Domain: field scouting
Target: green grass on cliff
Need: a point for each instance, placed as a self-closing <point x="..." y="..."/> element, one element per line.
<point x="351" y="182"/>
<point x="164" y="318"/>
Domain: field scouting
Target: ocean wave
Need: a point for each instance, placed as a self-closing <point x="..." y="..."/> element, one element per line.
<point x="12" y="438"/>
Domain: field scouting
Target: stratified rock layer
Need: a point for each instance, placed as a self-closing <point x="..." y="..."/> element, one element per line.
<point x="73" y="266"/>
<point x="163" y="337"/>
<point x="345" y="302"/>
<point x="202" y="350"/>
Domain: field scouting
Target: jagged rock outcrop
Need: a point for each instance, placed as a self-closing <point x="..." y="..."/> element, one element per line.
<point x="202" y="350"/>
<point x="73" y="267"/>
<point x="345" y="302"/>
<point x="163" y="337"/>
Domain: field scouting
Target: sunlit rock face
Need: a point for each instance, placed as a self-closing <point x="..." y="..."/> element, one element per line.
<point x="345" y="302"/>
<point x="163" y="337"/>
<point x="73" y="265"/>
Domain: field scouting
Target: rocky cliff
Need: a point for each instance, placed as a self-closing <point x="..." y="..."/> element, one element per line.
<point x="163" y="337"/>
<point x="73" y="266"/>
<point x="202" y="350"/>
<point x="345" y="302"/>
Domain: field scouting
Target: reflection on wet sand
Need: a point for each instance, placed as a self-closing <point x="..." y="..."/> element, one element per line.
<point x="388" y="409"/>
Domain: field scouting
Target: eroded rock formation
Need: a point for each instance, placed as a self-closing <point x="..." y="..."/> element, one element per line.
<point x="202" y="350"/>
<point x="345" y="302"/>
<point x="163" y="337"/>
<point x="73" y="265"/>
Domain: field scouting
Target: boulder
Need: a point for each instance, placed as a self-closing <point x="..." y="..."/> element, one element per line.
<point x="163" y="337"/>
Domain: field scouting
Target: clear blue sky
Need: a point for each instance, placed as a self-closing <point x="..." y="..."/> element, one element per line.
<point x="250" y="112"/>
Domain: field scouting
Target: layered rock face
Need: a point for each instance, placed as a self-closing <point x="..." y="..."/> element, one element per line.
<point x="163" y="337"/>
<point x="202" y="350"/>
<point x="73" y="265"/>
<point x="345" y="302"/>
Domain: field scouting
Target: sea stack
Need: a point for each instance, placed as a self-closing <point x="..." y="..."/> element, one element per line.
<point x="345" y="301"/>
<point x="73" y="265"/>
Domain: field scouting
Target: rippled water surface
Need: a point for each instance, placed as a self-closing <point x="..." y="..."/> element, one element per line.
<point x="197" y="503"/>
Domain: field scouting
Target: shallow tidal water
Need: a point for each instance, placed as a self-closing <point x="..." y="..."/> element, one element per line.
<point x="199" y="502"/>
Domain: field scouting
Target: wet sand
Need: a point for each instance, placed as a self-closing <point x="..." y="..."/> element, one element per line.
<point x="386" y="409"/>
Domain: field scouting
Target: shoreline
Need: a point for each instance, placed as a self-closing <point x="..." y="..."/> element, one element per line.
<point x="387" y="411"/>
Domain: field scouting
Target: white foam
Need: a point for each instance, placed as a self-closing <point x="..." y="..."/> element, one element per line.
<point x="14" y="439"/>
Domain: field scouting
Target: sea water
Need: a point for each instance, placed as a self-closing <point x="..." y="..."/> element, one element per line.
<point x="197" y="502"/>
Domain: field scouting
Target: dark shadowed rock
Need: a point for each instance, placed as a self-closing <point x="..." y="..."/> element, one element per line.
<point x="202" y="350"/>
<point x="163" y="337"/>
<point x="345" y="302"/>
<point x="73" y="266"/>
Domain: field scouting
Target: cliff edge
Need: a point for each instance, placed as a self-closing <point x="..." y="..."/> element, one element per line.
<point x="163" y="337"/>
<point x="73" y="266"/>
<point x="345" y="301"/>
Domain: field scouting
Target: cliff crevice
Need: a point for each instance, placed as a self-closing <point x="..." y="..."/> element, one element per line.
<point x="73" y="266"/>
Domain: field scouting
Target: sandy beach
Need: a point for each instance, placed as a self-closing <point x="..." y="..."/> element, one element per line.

- Your goal:
Everything in the listing above should be restated exactly.

- Task result:
Domain: field scouting
Target: green grass on cliff
Need: a point for each instance, placed as a self-closing <point x="..." y="..."/> element, one element per line.
<point x="351" y="182"/>
<point x="164" y="318"/>
Domain: field scouting
Target: ocean wave
Need: a point for each instance, placed as a self-closing <point x="..." y="..."/> element, one element per line.
<point x="12" y="438"/>
Domain: field scouting
Target: stratified rock layer
Need: a point for each instance, placed as a self-closing <point x="..." y="..."/> element, one element per line.
<point x="73" y="266"/>
<point x="163" y="337"/>
<point x="345" y="302"/>
<point x="202" y="350"/>
Domain: field scouting
Target: jagged rock outcrop
Need: a point for each instance, placed as a self-closing <point x="..." y="..."/> element, one element per line.
<point x="202" y="350"/>
<point x="73" y="267"/>
<point x="345" y="302"/>
<point x="163" y="337"/>
Domain: field scouting
Target: sunlit rock face
Need: a point for each instance, placed as a self-closing <point x="..." y="..."/> element, one element per line.
<point x="345" y="302"/>
<point x="163" y="337"/>
<point x="73" y="265"/>
Domain: field scouting
Target: rocky cliff
Need: a point for each instance, placed as a self-closing <point x="..." y="..."/> element, one element per line.
<point x="163" y="337"/>
<point x="73" y="266"/>
<point x="202" y="350"/>
<point x="345" y="302"/>
Domain: field scouting
Target: reflection on wet sand
Need: a point for each instance, placed as a self-closing <point x="..." y="..."/> element, one element per line.
<point x="388" y="409"/>
Domain: field scouting
Target: eroded rock formation
Need: a point for each instance, placed as a self-closing <point x="..." y="..."/> element, one element per line.
<point x="202" y="350"/>
<point x="345" y="302"/>
<point x="163" y="337"/>
<point x="73" y="265"/>
Domain: field scouting
Target: boulder
Need: a point for each instance, placed as a self-closing <point x="..." y="..."/> element, one element per line.
<point x="163" y="337"/>
Domain: field scouting
Target: clear blue sky
Need: a point for each instance, placed as a self-closing <point x="..." y="..."/> element, one element per line.
<point x="250" y="112"/>
Domain: field scouting
Target: layered rock face
Need: a point for each instance, placed as a self-closing <point x="..." y="..."/> element, one element per line.
<point x="163" y="337"/>
<point x="202" y="350"/>
<point x="73" y="265"/>
<point x="345" y="302"/>
Domain: field scouting
Target: sea stack
Need: a point for each instance, placed as a self-closing <point x="..." y="..."/> element, one element per line.
<point x="345" y="301"/>
<point x="73" y="265"/>
Domain: field scouting
Target: rippled water surface
Need: a point for each instance, placed as a self-closing <point x="..." y="..."/> element, one element per line.
<point x="197" y="503"/>
Domain: field scouting
Target: shallow tidal water
Need: a point for each instance, placed as a self-closing <point x="..." y="..."/> element, one element per line.
<point x="199" y="502"/>
Domain: field scouting
Target: wet sand
Need: a point for each instance, placed as a self-closing <point x="..." y="..."/> element, one element per line.
<point x="386" y="409"/>
Domain: field scouting
Target: shoreline
Need: a point for each instance, placed as a self-closing <point x="..." y="..."/> element, one element per line.
<point x="387" y="411"/>
Domain: field scouting
Target: white foam
Need: a point for each instance, placed as a self-closing <point x="..." y="..."/> element, one element per line.
<point x="14" y="439"/>
Domain: field scouting
Target: sea water
Need: a point for each instance, placed as a self-closing <point x="..." y="..."/> element, one element per line.
<point x="197" y="502"/>
Domain: field scouting
Target: dark shadowed rock
Need: a point for each instance, placed as a self-closing <point x="..." y="..."/> element, one element per line.
<point x="202" y="350"/>
<point x="163" y="337"/>
<point x="345" y="302"/>
<point x="73" y="266"/>
Domain: field scouting
Target: cliff edge
Need: a point for each instance, placed as a self-closing <point x="..." y="..."/> element, one element per line.
<point x="163" y="337"/>
<point x="73" y="266"/>
<point x="345" y="301"/>
Domain: field scouting
Target: cliff crevice
Need: a point for each instance, placed as a self-closing <point x="..." y="..."/> element, one element per line.
<point x="73" y="266"/>
Domain: field scouting
Target: sandy beach
Need: a point for each instance, placed as a self-closing <point x="..." y="..."/> element, one element per line.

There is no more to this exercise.